## INSTRUCTION
Add 7 to every coordinate in the answers and write out again the lines of the listing below, from the line with "Each instance gets a single point. Label the red" through the end of the listing, requests included.

Stored entries
____________________

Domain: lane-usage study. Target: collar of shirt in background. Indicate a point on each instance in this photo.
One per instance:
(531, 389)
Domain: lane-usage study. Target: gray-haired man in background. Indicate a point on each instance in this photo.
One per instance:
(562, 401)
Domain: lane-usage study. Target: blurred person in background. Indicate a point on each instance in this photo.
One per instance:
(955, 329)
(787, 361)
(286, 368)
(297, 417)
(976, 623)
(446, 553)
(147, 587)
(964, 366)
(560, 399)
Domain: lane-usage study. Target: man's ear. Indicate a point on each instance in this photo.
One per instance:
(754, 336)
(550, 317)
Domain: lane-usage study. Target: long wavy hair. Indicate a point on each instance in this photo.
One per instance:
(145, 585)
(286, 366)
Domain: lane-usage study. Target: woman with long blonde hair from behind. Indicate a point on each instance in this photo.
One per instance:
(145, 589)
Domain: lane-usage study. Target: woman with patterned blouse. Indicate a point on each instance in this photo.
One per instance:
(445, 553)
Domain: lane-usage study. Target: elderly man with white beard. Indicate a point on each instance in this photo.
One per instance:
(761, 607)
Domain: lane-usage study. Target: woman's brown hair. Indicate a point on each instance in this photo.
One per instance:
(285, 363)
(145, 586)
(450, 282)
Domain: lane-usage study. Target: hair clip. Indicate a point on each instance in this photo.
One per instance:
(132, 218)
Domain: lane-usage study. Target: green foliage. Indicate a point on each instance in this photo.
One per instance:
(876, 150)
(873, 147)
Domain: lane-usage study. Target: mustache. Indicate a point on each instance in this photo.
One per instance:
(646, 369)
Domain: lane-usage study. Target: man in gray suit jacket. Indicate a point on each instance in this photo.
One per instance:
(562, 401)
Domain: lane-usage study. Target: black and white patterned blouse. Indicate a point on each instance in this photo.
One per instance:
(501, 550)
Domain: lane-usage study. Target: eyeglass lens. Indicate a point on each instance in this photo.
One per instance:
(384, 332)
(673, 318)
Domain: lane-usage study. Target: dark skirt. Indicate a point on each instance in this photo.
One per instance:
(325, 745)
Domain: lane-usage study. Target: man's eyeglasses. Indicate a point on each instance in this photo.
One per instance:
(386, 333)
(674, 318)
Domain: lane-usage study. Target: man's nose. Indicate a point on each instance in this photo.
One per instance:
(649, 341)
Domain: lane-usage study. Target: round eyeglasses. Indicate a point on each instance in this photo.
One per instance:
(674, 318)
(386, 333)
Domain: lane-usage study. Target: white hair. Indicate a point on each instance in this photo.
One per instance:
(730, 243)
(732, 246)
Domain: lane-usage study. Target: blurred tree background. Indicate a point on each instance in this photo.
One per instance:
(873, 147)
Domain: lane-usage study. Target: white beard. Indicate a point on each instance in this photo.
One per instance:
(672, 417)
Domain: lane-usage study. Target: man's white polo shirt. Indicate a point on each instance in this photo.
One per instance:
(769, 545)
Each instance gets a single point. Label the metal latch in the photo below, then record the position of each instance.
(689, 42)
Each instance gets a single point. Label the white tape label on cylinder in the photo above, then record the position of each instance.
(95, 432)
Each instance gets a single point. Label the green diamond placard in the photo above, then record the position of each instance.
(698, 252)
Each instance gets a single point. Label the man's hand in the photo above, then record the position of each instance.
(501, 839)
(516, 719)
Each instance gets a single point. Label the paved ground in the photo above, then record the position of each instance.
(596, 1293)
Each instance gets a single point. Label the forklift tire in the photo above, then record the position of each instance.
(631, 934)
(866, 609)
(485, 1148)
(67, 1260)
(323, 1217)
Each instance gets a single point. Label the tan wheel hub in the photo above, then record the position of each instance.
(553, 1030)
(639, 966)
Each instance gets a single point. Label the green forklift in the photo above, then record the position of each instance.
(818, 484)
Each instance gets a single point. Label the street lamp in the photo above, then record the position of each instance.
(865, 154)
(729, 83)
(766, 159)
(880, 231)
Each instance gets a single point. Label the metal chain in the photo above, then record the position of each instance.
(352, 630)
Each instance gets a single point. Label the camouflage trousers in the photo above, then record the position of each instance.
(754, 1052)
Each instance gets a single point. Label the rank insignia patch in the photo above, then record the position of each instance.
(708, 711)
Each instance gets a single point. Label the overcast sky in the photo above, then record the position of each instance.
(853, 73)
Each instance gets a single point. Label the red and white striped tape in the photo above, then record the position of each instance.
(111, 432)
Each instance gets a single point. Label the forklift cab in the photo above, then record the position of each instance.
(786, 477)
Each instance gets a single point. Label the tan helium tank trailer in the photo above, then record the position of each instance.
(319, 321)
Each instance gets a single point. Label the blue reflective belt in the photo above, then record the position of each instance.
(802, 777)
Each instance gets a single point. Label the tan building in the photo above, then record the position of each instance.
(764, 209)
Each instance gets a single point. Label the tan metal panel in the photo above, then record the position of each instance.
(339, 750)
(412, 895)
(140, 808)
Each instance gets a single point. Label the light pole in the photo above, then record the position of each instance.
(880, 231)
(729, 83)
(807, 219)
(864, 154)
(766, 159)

____________________

## WORKED SOLUTION
Each instance gets a single point. Label the red and white striped tape in the photo above, then record the position of each instance.
(118, 439)
Each instance gets a single point. Label the forklift cab in the photo above, then record the position of each instance.
(793, 484)
Each instance gets a single point. Label the tan helium tank trailer in the photo above, then record the position of each instance.
(326, 328)
Each instance gets a single point. Label the blue reflective belt in the photo above, then record the position of each instance.
(809, 784)
Each instance gets a single point. Label the tan building in the photo above, then record the position of each instance.
(771, 216)
Each instance gets a single point. Label the tan metal panel in the photo above, then record the position of each instance.
(346, 757)
(419, 902)
(147, 815)
Each instance gets a single point. Label the light pole in the photo above, then record the position of each instance.
(887, 238)
(736, 90)
(814, 226)
(871, 161)
(773, 166)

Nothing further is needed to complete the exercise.